DATA FOR THIS EXERCISE Block Start

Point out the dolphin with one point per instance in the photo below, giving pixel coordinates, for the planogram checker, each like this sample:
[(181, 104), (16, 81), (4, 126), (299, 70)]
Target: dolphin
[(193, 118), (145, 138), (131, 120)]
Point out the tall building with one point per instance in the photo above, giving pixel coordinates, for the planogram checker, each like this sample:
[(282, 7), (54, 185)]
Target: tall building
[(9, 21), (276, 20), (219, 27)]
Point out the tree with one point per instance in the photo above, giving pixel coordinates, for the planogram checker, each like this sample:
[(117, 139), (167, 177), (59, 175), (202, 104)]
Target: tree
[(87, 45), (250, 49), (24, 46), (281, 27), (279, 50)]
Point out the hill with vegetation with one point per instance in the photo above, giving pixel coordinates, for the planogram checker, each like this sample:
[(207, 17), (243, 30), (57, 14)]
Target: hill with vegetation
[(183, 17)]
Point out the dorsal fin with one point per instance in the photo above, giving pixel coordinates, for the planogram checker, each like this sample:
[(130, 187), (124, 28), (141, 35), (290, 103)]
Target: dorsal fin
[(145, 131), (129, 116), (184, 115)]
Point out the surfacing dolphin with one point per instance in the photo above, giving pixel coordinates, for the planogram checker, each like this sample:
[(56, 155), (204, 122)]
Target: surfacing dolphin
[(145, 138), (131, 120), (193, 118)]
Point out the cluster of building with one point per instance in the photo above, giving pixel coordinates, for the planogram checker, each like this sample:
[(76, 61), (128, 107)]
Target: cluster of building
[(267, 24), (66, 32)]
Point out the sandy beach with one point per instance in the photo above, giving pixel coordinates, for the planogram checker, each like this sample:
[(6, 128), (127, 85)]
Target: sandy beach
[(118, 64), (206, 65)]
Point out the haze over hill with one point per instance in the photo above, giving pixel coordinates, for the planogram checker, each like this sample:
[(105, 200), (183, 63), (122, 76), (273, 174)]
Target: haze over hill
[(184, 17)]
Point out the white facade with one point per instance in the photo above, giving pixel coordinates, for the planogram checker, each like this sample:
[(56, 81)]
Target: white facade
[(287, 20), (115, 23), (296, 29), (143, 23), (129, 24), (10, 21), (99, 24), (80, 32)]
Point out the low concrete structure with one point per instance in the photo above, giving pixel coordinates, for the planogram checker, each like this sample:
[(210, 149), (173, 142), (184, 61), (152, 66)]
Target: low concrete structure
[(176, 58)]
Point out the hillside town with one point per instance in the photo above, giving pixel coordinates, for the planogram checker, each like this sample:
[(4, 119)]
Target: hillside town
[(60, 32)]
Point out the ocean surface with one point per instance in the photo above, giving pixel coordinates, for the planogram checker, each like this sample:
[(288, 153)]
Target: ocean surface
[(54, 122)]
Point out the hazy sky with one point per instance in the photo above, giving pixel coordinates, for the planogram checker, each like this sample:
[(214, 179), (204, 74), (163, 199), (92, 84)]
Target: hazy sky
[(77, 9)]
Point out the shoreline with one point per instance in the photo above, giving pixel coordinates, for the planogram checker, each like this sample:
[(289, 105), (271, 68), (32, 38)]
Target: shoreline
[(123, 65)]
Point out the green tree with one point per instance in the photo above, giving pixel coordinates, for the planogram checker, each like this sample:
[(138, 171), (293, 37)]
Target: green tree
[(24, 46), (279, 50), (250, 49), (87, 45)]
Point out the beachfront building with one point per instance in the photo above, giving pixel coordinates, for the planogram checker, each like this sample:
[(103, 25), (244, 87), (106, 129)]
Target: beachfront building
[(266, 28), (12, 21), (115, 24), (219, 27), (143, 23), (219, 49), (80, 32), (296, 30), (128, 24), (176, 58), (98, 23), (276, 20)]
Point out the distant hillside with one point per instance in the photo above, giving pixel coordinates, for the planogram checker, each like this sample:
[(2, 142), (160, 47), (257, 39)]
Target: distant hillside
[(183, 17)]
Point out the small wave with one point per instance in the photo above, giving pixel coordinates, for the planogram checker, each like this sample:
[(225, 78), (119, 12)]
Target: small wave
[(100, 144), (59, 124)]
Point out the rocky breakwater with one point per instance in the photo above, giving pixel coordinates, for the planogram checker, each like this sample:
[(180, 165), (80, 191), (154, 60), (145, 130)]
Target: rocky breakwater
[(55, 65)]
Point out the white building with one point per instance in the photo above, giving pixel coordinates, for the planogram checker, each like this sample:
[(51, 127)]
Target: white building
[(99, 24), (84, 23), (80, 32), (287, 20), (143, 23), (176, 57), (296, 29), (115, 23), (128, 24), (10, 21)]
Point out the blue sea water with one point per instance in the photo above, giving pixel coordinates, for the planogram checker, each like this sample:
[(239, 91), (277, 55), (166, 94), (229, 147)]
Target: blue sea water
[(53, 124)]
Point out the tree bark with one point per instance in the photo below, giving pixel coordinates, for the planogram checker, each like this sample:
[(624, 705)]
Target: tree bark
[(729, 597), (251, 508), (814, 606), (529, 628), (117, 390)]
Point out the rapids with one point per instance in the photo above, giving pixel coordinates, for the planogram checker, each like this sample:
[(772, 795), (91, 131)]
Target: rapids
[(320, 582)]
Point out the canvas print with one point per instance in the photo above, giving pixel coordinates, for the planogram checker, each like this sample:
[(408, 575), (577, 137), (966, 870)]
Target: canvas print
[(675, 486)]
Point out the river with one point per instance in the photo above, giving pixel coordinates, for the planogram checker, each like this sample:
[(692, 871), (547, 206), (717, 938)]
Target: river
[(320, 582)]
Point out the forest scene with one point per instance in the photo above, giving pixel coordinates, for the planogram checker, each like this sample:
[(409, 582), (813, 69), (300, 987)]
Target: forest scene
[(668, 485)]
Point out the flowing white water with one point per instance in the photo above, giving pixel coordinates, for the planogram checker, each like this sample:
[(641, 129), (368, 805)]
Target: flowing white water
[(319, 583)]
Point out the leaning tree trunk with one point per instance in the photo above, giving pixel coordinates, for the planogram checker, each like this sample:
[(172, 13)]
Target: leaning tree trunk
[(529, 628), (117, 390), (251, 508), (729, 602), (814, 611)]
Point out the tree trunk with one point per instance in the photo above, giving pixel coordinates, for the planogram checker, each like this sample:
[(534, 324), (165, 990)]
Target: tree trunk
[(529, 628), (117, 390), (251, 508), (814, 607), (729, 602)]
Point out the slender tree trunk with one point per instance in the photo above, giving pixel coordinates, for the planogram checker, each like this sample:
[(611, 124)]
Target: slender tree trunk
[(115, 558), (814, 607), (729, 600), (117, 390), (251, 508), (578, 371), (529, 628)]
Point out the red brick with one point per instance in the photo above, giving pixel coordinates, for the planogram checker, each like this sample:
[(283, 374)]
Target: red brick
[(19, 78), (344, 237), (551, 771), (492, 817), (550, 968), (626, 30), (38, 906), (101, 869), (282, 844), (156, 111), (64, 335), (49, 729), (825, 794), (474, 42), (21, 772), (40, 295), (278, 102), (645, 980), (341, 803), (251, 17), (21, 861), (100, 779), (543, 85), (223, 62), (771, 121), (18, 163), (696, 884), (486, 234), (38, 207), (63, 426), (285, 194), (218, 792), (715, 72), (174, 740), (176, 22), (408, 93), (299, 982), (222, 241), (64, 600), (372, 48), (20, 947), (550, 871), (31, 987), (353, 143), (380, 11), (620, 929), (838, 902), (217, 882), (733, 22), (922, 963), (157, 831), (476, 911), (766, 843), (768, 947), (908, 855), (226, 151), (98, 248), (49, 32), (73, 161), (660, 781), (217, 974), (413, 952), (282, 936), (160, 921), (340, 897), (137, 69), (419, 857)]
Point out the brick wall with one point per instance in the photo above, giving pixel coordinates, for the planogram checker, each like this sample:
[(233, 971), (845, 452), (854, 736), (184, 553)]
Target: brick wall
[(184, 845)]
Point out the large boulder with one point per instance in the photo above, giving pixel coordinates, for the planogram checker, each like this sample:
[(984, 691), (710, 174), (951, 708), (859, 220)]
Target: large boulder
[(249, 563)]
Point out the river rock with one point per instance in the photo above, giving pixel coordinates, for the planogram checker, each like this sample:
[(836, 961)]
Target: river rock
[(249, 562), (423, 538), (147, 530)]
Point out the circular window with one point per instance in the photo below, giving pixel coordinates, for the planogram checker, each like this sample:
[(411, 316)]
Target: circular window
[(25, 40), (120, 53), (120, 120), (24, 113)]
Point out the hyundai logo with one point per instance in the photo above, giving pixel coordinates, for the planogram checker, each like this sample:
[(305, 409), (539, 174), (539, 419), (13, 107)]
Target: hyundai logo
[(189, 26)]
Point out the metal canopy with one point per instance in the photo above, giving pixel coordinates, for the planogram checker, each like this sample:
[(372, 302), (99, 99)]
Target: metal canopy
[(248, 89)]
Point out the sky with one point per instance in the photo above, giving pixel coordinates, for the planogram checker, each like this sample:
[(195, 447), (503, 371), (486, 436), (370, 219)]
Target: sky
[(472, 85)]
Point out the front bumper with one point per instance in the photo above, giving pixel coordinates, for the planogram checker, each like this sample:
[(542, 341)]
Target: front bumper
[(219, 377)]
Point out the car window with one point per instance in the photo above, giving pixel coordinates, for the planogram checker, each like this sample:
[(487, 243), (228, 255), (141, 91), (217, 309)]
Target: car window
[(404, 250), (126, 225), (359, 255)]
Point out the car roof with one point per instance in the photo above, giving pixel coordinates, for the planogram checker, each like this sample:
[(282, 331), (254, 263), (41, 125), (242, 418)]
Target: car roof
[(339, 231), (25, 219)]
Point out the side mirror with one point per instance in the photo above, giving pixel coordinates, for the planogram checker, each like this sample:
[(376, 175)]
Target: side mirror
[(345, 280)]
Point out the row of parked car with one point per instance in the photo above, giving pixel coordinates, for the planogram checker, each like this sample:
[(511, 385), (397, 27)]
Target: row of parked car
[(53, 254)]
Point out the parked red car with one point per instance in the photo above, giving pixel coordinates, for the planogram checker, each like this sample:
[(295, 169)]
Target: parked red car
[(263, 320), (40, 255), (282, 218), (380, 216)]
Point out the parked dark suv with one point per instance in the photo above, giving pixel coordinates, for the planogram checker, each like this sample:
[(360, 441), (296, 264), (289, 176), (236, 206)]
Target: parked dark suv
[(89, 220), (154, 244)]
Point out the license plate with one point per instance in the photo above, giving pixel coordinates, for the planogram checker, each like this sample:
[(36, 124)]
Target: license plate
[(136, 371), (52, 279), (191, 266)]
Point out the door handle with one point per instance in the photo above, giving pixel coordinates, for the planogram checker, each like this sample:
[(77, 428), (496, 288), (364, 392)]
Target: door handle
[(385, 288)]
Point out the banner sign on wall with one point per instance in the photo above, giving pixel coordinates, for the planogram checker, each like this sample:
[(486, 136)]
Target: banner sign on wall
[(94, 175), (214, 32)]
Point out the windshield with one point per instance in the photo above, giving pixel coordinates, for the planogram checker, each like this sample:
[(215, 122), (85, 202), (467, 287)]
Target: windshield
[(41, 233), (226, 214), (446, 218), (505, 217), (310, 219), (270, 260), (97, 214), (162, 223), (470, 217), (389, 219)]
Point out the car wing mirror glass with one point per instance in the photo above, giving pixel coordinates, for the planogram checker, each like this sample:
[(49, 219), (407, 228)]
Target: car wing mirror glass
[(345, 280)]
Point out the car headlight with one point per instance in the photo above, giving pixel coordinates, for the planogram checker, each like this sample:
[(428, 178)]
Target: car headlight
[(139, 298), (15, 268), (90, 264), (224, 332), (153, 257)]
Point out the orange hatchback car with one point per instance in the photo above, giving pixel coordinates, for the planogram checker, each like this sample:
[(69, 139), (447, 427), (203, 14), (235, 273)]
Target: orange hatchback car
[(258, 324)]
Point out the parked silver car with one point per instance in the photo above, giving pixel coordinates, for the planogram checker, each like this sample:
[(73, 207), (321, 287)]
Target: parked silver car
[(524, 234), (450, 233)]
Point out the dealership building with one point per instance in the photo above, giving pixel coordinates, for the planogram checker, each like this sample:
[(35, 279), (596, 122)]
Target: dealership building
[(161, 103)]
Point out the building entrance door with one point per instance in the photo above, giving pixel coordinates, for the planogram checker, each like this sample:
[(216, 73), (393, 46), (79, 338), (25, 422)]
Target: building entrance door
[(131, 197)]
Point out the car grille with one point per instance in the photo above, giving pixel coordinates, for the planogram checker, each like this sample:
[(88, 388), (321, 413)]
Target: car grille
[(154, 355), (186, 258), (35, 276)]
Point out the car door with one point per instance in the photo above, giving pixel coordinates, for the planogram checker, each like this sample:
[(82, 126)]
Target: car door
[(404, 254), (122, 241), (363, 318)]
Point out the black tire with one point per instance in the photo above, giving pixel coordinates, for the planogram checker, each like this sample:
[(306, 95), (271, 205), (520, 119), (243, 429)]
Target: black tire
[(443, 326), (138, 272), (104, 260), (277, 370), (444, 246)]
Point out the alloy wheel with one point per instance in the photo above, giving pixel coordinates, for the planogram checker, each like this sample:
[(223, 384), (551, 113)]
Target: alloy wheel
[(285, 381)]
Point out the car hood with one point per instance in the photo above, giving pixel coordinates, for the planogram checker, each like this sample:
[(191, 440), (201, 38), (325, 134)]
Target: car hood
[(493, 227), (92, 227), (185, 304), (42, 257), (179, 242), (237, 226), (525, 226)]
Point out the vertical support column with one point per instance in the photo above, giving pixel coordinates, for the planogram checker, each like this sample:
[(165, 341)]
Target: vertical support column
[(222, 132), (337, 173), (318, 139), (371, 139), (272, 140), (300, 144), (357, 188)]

DATA FOR THIS EXERCISE Block End

- REQUIRED WORK
Go through the records above and return each line in which the word "below" occurs.

- RESULT FOR THIS TASK
Point out the dolphin with one point per instance in the photo below, giving pixel coordinates, for the planogram checker, each like this sample:
Point out the tree bark with one point per instance in the photo below, giving pixel coordinates, for the planogram checker, each like this sample:
Point out the circular window with one point per instance in the photo below, giving pixel coordinates, for the planogram checker, each like this sample:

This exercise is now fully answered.